- EXERCISE GOAL -
Return the listing below in full, exactly.

- EXERCISE DATA -
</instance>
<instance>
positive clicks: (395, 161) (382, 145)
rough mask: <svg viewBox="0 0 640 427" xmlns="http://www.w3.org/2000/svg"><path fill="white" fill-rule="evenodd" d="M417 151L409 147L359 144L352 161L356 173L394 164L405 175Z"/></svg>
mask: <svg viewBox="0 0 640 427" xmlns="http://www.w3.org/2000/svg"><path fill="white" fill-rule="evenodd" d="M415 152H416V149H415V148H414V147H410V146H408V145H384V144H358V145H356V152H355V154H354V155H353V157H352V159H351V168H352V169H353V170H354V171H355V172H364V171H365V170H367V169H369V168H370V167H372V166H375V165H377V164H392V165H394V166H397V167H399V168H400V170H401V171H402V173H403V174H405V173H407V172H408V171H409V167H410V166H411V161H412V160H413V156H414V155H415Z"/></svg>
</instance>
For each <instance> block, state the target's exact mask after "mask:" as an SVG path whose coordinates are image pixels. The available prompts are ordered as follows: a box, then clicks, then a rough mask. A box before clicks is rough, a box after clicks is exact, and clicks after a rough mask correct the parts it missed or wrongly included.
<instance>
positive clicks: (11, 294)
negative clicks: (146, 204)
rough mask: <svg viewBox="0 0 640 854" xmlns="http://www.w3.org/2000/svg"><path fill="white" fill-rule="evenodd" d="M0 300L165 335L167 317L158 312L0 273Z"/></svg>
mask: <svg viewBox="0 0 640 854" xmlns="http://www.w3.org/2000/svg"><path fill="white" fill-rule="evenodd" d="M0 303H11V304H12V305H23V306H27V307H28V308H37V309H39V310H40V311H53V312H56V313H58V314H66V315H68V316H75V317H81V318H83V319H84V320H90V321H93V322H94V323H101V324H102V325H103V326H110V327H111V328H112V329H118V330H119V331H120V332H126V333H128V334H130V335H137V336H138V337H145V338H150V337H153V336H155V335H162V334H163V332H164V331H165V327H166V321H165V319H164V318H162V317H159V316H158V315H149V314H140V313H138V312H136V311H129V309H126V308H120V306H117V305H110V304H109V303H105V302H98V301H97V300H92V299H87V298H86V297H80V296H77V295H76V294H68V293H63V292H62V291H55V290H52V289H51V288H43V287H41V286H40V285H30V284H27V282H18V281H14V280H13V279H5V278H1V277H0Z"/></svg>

- OUTPUT BELOW -
</instance>
<instance>
positive clicks: (395, 161) (382, 145)
rough mask: <svg viewBox="0 0 640 427" xmlns="http://www.w3.org/2000/svg"><path fill="white" fill-rule="evenodd" d="M417 151L409 147L359 144L352 161L356 173L394 164L405 175Z"/></svg>
mask: <svg viewBox="0 0 640 427" xmlns="http://www.w3.org/2000/svg"><path fill="white" fill-rule="evenodd" d="M415 152H416V149H415V148H414V147H410V146H408V145H384V144H358V145H356V152H355V154H354V155H353V157H352V159H351V168H352V169H353V170H354V171H355V172H364V171H365V170H367V169H369V168H370V167H372V166H375V165H377V164H392V165H394V166H397V167H399V168H400V170H401V171H402V173H403V174H405V173H407V172H408V171H409V167H410V166H411V161H412V160H413V156H414V155H415Z"/></svg>
</instance>
For each <instance> block, state the target's exact mask after "mask:" as an SVG path whose coordinates are image pixels. The available prompts are ordered as follows: a box, then clicks, then a rough mask. A box before clicks is rough, a box after clicks is exact, and clicks after a rough mask correct the parts it missed or wrongly included.
<instance>
positive clicks: (11, 294)
negative clicks: (146, 204)
rough mask: <svg viewBox="0 0 640 854" xmlns="http://www.w3.org/2000/svg"><path fill="white" fill-rule="evenodd" d="M0 300L165 335L167 317L158 312L0 273Z"/></svg>
mask: <svg viewBox="0 0 640 854" xmlns="http://www.w3.org/2000/svg"><path fill="white" fill-rule="evenodd" d="M0 303H11V304H12V305H23V306H27V307H28V308H37V309H39V310H40V311H53V312H56V313H58V314H66V315H68V316H75V317H81V318H83V319H84V320H90V321H93V322H94V323H101V324H102V325H103V326H110V327H111V328H112V329H118V330H119V331H120V332H126V333H128V334H130V335H137V336H138V337H145V338H150V337H153V336H155V335H162V334H163V332H164V331H165V327H166V321H165V319H164V318H162V317H159V316H158V315H149V314H140V313H138V312H136V311H129V309H126V308H120V306H117V305H110V304H109V303H105V302H98V301H97V300H92V299H87V298H86V297H80V296H77V295H76V294H68V293H63V292H62V291H55V290H52V289H51V288H43V287H41V286H40V285H30V284H27V282H18V281H14V280H13V279H5V278H1V277H0Z"/></svg>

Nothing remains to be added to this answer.